What to produce:
Please repeat the line that has "# put a marker on the blue tail fin" and all lines after it, exactly as they appear, through the end of the entries.

====== Data shown

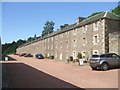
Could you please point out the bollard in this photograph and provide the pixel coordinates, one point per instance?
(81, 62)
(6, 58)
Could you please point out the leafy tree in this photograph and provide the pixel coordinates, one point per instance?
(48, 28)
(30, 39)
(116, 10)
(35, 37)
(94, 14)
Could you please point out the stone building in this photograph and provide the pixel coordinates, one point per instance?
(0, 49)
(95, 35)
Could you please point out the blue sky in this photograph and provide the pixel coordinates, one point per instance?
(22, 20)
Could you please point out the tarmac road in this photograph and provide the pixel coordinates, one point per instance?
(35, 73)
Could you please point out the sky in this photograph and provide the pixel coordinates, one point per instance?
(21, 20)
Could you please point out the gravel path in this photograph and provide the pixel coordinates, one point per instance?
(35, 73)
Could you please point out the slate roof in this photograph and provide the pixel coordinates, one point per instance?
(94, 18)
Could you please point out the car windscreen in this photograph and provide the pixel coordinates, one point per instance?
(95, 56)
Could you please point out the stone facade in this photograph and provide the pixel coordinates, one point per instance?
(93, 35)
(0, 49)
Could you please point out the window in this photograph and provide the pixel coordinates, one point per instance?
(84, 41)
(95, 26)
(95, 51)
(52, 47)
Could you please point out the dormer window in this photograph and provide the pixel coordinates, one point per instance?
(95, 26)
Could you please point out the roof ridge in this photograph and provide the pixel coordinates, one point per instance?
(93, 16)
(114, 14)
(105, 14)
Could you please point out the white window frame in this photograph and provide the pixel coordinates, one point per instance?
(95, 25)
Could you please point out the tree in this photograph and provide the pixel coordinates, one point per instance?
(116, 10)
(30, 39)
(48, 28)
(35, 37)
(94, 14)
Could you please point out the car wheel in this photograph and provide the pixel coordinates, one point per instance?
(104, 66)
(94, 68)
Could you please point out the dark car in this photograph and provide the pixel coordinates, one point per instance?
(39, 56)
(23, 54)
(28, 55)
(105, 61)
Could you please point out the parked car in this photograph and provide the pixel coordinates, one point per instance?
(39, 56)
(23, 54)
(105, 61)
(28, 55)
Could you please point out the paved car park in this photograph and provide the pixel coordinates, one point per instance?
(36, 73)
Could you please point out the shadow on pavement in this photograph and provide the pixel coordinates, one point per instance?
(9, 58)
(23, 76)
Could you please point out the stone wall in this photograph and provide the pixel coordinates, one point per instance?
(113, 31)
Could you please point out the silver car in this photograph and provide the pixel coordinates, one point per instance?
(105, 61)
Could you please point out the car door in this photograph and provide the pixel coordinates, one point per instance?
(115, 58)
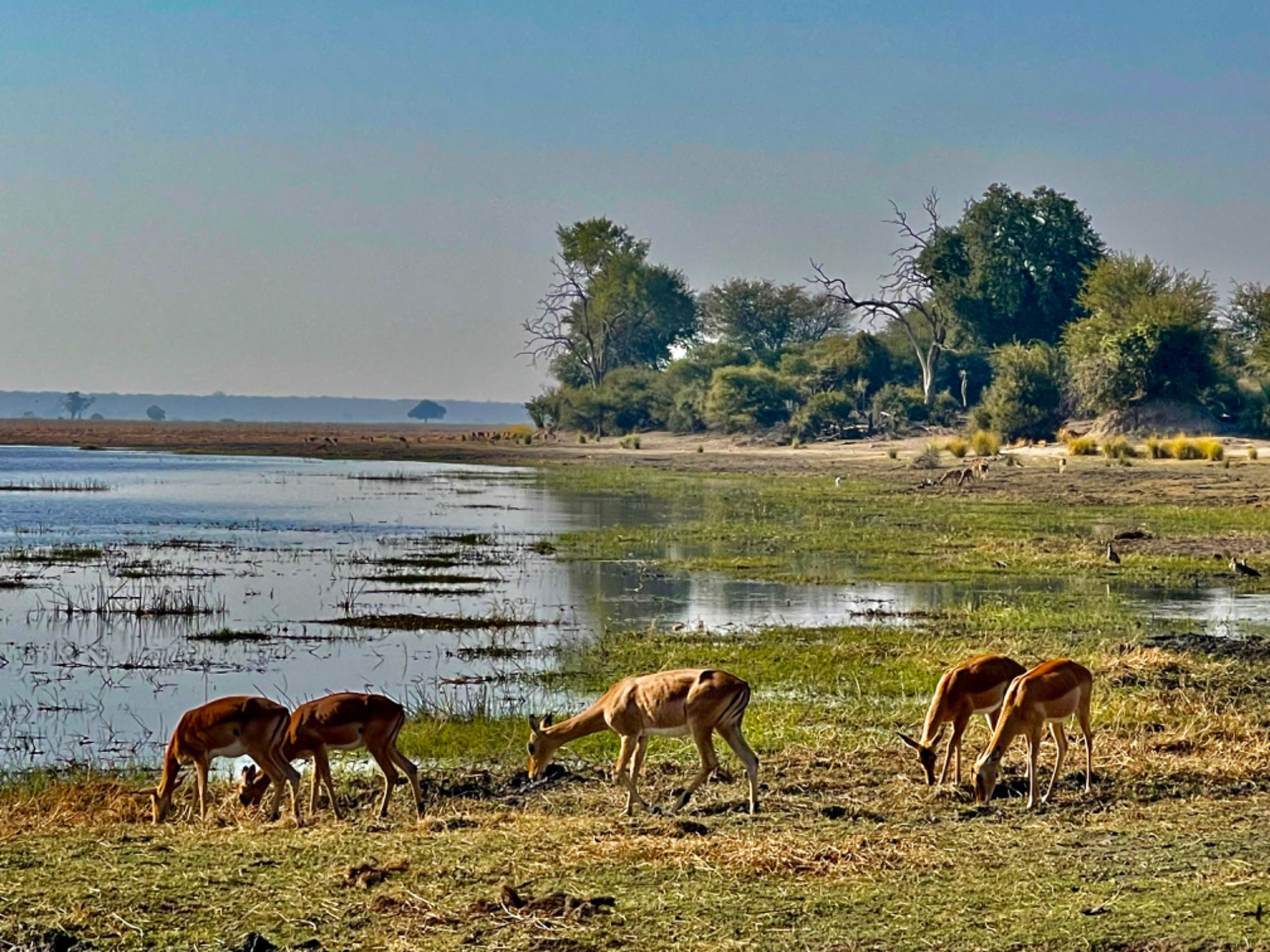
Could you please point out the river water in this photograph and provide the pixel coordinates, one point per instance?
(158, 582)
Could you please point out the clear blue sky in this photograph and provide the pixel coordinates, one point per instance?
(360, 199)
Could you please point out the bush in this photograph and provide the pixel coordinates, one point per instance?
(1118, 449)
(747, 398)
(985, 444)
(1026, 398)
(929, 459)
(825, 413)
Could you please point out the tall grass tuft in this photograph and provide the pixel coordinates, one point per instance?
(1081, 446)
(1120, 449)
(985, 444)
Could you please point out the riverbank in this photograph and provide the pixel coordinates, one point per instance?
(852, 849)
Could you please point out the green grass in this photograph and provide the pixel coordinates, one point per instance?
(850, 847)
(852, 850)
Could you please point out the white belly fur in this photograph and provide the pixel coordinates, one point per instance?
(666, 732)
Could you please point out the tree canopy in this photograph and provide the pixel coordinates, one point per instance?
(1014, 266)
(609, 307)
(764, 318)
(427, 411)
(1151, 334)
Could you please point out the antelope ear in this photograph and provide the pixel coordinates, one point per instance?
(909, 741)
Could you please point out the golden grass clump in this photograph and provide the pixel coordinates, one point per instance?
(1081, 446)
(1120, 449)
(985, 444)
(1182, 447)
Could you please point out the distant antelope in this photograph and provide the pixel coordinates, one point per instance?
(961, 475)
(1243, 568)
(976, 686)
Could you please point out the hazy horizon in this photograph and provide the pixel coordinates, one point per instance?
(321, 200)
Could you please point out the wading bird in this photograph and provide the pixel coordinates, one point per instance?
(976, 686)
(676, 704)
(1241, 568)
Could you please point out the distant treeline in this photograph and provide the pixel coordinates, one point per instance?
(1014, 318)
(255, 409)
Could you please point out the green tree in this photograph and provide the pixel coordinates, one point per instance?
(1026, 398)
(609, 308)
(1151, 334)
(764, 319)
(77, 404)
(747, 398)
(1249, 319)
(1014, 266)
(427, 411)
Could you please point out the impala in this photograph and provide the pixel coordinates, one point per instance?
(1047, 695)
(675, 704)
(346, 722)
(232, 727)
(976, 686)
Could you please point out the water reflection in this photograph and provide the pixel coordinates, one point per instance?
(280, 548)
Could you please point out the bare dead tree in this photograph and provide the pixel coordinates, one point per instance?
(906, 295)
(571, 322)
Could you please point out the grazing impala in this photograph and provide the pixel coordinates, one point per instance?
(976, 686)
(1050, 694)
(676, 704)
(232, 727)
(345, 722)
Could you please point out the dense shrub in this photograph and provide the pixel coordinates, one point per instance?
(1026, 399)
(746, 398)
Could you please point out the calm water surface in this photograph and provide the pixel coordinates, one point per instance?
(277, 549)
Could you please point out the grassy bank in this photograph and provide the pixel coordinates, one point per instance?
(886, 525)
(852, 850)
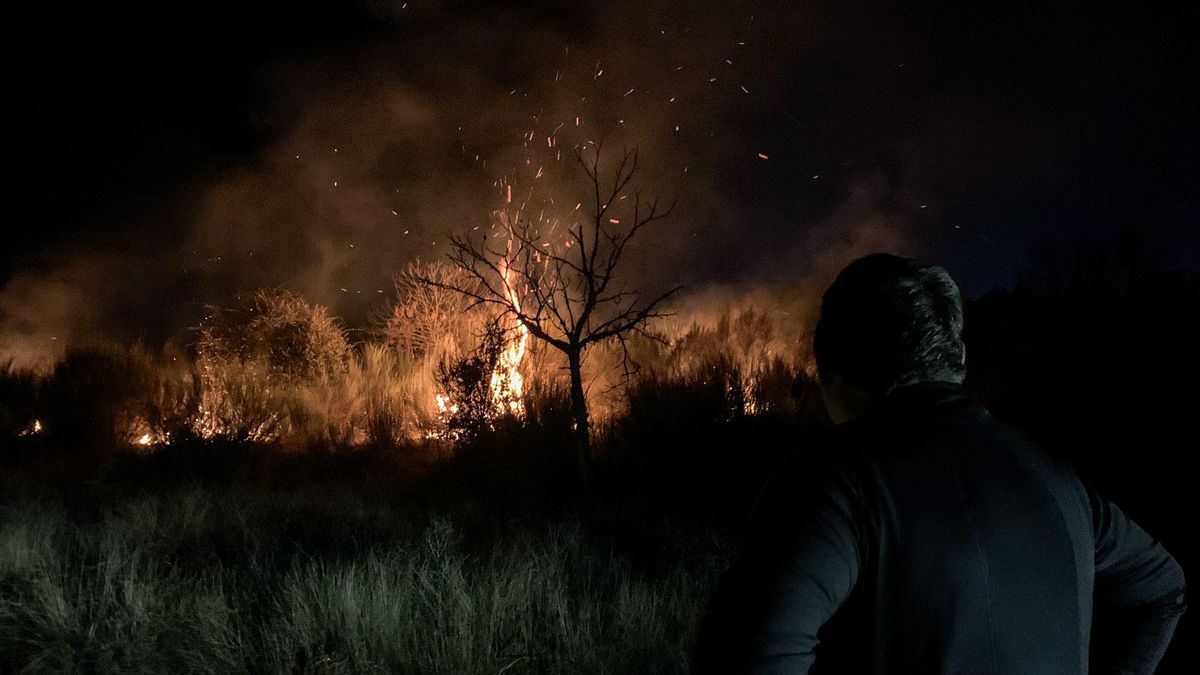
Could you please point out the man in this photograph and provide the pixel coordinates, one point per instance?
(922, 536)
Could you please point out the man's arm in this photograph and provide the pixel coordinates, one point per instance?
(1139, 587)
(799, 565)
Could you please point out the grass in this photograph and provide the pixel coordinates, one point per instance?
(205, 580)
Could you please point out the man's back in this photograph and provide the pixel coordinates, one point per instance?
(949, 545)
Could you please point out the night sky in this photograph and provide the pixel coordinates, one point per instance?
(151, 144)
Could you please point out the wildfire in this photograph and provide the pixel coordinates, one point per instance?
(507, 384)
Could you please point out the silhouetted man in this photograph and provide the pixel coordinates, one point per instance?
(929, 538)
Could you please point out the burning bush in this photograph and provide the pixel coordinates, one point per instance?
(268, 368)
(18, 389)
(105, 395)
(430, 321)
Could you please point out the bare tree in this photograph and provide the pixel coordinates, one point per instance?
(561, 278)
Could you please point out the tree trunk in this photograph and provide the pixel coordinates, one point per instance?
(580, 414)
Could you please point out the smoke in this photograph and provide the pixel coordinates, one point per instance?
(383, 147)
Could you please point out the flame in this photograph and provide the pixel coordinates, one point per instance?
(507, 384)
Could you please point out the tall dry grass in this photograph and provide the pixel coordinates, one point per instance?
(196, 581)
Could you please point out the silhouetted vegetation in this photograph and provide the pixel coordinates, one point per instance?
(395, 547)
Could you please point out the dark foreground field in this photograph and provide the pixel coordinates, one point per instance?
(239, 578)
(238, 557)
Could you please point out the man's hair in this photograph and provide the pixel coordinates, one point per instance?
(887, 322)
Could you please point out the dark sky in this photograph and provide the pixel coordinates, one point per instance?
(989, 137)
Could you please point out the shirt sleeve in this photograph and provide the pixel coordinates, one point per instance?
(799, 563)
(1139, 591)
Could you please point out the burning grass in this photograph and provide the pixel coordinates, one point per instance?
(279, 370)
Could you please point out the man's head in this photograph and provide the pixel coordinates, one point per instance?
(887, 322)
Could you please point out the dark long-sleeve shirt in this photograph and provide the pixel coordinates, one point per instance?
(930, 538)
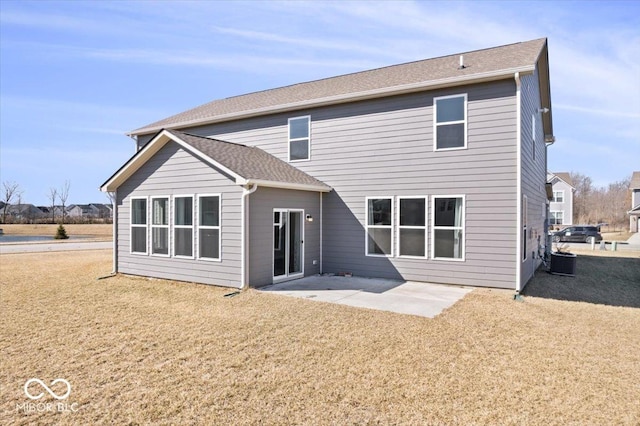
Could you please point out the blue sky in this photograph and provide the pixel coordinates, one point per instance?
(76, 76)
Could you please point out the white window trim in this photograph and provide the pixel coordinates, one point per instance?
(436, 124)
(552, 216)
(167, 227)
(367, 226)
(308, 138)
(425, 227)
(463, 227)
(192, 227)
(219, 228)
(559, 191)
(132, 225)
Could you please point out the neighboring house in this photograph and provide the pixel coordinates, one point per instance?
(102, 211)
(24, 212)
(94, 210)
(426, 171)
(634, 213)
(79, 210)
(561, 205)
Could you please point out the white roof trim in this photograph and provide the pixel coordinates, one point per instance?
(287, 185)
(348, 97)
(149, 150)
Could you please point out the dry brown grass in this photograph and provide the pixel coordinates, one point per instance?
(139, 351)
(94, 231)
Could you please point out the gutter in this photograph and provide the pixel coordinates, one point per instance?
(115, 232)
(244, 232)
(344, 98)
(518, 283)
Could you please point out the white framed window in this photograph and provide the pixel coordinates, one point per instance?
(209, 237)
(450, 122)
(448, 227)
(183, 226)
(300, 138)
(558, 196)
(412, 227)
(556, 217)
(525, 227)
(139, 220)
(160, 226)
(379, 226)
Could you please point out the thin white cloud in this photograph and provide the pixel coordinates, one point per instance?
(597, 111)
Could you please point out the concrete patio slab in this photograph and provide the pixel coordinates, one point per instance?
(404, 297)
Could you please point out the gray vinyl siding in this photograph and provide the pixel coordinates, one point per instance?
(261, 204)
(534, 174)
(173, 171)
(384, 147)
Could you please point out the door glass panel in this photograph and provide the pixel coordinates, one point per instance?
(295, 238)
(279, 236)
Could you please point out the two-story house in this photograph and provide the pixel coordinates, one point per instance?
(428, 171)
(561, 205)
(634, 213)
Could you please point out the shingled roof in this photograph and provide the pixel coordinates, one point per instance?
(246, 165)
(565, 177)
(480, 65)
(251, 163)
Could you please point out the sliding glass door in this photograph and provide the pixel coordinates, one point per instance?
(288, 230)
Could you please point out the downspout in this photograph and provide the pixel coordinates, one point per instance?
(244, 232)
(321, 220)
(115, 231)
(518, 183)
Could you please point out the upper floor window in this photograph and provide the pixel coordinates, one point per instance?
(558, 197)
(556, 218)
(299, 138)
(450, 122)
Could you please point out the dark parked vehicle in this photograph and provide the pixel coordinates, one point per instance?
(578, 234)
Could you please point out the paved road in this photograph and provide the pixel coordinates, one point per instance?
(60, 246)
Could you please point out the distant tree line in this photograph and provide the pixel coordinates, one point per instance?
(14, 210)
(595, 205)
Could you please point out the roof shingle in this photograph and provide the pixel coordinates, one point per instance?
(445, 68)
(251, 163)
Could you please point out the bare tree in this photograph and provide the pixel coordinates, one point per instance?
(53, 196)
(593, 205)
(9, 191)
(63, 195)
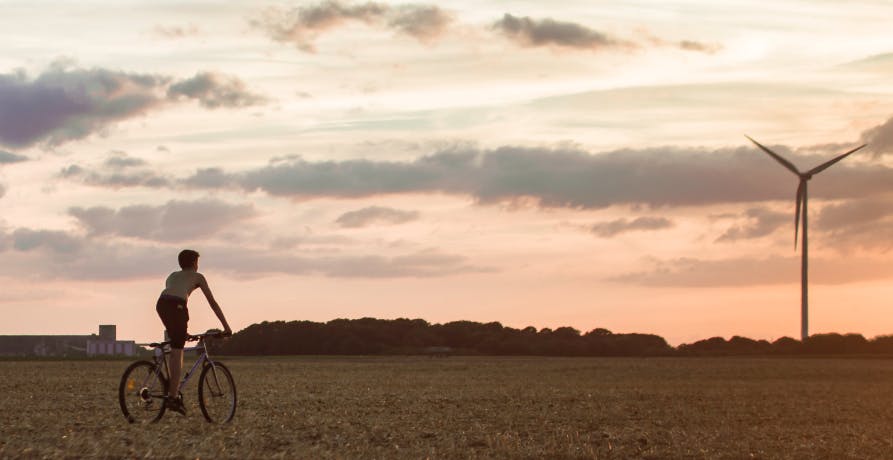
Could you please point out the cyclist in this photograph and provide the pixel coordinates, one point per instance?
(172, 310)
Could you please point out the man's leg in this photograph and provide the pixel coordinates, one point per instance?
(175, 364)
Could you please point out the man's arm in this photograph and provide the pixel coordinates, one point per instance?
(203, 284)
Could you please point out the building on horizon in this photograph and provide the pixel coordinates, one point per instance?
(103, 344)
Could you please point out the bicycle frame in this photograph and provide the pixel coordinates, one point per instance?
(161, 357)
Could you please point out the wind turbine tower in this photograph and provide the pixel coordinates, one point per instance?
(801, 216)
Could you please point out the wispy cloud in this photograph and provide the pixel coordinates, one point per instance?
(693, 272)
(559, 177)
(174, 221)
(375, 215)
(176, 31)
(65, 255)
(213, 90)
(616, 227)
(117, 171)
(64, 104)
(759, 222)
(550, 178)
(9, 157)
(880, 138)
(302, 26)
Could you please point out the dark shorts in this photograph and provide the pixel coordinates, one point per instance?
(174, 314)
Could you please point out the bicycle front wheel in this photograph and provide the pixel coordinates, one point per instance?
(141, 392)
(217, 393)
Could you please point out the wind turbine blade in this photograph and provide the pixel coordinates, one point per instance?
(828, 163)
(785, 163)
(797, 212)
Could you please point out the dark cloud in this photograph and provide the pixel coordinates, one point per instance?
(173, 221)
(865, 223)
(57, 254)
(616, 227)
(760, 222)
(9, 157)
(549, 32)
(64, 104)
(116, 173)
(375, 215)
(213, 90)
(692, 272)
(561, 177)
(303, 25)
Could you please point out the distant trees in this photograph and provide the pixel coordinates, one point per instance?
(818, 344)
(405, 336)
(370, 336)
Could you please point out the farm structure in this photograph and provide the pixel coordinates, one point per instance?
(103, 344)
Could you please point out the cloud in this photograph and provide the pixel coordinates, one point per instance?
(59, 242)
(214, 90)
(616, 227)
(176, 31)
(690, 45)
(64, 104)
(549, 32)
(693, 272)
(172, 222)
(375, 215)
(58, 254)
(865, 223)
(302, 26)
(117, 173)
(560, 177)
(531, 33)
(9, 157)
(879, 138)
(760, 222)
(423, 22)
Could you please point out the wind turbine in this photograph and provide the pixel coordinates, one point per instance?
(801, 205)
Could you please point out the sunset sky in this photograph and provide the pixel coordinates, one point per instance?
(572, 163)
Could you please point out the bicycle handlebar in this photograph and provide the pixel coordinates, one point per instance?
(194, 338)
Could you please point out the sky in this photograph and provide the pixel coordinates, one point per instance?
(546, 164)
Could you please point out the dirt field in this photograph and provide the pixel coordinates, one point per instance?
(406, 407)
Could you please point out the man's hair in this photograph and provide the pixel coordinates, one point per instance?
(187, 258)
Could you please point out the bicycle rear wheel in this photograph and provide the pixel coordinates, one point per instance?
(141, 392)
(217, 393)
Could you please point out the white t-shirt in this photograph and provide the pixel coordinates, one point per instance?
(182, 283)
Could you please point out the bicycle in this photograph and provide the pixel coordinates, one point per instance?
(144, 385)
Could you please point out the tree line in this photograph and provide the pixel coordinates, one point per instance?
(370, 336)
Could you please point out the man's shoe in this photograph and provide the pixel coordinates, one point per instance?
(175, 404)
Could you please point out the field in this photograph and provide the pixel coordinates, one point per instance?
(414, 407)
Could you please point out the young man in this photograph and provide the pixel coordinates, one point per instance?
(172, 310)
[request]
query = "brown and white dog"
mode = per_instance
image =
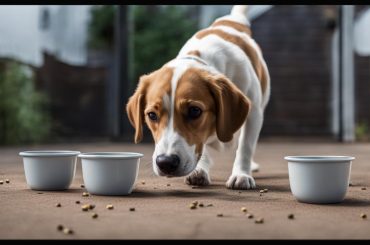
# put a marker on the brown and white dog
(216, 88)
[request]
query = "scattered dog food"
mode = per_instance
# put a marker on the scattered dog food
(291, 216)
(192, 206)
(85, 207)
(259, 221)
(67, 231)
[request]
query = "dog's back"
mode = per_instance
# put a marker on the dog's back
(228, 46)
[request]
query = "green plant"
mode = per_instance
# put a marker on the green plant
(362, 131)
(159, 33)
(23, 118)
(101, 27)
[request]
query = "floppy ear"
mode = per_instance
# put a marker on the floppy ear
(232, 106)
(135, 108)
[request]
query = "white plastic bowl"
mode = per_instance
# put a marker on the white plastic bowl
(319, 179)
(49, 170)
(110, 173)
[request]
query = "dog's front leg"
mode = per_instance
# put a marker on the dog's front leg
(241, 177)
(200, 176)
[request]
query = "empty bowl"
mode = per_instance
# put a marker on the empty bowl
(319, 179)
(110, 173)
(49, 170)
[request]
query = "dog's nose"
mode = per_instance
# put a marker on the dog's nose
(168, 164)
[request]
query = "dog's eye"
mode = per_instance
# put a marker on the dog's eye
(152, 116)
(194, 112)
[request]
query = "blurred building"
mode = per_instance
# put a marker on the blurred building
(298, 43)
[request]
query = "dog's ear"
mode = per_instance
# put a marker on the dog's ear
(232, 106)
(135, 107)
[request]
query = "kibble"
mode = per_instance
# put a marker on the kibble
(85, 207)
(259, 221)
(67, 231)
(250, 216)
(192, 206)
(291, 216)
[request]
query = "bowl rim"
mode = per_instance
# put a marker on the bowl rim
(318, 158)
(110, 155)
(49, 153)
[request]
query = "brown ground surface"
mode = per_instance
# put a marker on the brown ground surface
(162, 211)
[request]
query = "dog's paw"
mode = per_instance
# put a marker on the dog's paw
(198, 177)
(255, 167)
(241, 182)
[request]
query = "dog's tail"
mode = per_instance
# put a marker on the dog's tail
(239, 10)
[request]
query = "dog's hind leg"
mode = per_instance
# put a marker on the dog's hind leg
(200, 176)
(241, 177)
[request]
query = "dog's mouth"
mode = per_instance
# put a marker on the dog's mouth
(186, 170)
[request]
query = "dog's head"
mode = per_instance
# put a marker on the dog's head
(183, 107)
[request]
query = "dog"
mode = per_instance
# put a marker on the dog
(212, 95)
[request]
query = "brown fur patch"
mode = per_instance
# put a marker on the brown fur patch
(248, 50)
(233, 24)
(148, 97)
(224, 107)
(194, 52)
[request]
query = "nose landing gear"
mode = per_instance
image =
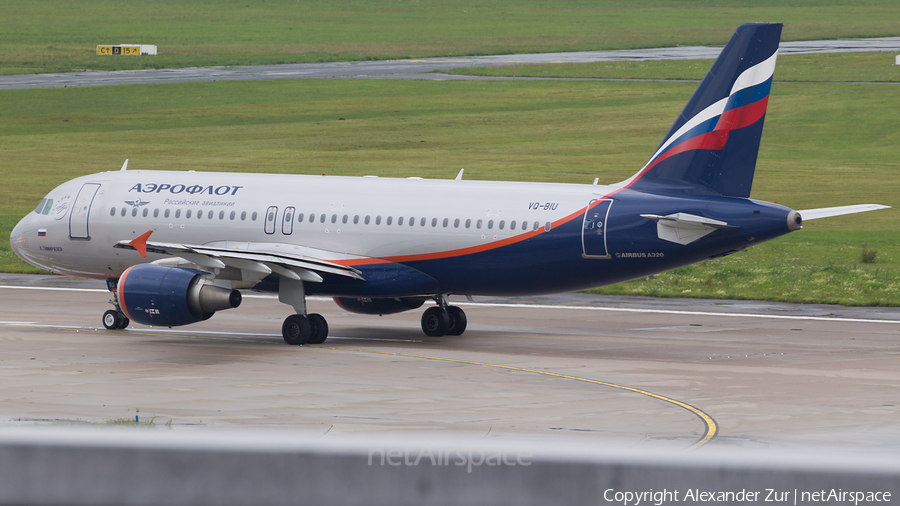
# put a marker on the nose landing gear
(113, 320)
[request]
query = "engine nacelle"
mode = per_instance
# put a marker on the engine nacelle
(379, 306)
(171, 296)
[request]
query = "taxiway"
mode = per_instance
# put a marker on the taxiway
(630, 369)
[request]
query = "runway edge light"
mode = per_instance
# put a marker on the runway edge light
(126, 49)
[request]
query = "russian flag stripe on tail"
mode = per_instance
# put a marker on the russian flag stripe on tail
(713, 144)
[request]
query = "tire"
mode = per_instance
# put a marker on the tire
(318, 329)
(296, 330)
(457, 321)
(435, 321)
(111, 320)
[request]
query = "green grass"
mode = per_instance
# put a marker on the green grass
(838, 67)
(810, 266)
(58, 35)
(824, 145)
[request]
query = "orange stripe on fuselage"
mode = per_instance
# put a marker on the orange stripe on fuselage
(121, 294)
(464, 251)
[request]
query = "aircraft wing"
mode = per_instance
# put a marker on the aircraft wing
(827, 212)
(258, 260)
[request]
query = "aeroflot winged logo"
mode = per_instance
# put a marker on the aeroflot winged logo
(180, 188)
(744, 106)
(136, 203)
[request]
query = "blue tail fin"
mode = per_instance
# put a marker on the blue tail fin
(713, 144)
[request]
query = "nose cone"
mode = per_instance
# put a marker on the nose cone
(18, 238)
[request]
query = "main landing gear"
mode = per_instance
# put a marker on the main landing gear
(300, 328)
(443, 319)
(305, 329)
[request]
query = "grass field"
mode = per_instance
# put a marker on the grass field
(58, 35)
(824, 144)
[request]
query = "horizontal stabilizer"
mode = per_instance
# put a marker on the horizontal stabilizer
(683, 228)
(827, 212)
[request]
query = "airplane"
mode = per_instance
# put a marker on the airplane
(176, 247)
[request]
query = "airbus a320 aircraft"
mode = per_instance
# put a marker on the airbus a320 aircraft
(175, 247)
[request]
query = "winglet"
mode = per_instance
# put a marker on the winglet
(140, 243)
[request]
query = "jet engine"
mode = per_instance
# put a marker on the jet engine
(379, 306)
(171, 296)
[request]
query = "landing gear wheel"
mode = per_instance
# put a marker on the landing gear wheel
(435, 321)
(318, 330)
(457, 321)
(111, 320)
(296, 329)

============

Exercise solution:
# put a marker on the blue tail fin
(713, 144)
[request]
query = "nose cone"
mode = per_instance
# put a marker on the nose cone
(18, 238)
[request]
query = "main landing gear"
mode = per_instance
# put a marker on the main landing gear
(300, 328)
(443, 319)
(305, 329)
[request]
query = "grass field"
mode = per_instance
# put a marker on the grass field
(58, 35)
(824, 144)
[request]
query = "horizontal stabilizer"
mode = per_instance
# put a marker on the horizontal stabilizer
(683, 228)
(827, 212)
[request]
query = "airplane"
mode = per_instance
# put a marker on the airplane
(176, 247)
[request]
query = "airbus a320 aircraft"
mode = per_instance
# put a marker on the airbus a320 aircraft
(175, 247)
[request]
query = "winglet"
mode = per_instance
# put a marker on the winglet
(140, 243)
[request]
query = "jet engine"
mode = per_instance
# put a marker on the jet engine
(379, 306)
(171, 296)
[request]
query = "landing gear wheel"
mode = per_instance
# put a marker on the landing gear wheel
(435, 321)
(318, 330)
(457, 321)
(111, 320)
(296, 329)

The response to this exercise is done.